■ **Source document**
---------------

Every second summer during my PhD and post-doc training I would suddenly be stricken with random bouts of bronchitis (“Summer allergies, boss…cough, cough…I don’t know why it’s so bad this year!”). Or my car would develop sudden, albeit brief, engine trouble (“Sorry boss, looks like the bloody starter is playing up again. I can work from home today. I’m sure it’ll be working by tomorrow.”). Occasionally I had to use the ‘man-flu’ excuse to allay suspicion – after all, no one expects a twenty-something young man to make it to work every day. A hangover is a perfectly justifiable excuse when used sparingly. We all remember our salad days.

The beauty of working as a bench scientist is that with enough planning you can make your schedule accommodate almost any kind of activity for relatively short periods of time. Every scientist knows the tribulations of running and re-running enormous, multi-tasking experiments that drain the soul, exhaust the body and numb the mind. It’s one of the hardest “skills” to acquire in graduate school, and I don’t think you ever really get used to it. Eventually there is just a perverse delight in pushing yourself beyond the limit. You make sure you’re seen in the corridors looking haggard and unshaven. You email administrators and colleagues at ridiculous times of the night so they know you’re still in the lab, while they – clearly weaker than you – eat, sleep or spend time with their families.

---------------

■ **Data to examine**
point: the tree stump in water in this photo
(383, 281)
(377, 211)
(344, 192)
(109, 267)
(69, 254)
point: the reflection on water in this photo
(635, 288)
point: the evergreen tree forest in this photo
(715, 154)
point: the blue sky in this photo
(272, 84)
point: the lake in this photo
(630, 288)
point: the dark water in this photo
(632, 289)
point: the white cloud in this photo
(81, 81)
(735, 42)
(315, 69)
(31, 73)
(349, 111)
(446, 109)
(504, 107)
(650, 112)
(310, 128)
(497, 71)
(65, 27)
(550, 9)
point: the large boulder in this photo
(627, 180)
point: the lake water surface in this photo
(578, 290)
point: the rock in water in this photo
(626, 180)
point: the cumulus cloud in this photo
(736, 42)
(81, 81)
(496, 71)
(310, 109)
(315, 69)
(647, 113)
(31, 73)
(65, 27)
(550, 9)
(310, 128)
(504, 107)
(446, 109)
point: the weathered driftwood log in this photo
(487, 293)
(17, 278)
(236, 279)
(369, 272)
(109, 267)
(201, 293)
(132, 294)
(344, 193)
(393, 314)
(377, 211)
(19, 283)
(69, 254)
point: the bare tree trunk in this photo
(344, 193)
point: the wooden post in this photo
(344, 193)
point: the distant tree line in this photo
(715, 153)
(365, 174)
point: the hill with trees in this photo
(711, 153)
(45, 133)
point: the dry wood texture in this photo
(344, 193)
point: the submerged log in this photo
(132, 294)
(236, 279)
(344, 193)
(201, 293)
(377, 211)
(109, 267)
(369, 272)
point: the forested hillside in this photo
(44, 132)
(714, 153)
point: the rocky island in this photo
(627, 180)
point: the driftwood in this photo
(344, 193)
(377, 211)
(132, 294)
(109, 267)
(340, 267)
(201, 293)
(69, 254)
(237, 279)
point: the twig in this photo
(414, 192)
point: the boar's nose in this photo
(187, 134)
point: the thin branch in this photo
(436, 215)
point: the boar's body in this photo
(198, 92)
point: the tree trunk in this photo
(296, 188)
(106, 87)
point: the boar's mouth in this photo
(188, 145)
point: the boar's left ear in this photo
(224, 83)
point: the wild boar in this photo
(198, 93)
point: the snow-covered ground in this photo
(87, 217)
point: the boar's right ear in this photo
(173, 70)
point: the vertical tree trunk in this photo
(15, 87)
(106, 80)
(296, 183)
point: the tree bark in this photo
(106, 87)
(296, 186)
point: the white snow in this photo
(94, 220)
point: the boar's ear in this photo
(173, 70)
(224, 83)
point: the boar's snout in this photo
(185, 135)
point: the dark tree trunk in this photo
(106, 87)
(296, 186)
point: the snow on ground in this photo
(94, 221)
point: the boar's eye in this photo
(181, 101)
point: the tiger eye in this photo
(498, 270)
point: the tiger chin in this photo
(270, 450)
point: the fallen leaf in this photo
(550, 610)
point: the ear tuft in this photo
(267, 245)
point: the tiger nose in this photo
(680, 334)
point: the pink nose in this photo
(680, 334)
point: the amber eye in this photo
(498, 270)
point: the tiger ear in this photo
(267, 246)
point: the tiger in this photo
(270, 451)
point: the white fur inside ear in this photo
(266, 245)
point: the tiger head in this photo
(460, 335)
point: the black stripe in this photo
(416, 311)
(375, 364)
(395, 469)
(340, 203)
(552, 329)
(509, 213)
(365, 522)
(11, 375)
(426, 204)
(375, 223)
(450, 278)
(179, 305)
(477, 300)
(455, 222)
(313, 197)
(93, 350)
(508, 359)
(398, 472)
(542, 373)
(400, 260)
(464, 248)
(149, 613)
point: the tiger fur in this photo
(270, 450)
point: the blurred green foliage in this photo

---------------

■ **What is expected**
Summarize the passage on bench science in two sentences. You can set the listing aside; it is not needed here.

■ **Completed task**
During PhD and post-doc training, the writer used excuses such as bronchitis, car trouble, "man-flu" and the occasional hangover every second summer to avoid coming in to work. A bench scientist can plan a schedule to fit almost any activity for short periods, and although exhausting experiments are among the hardest parts of graduate school, scientists come to take a perverse delight in pushing past their limits and making sure others see them working haggard and late into the night.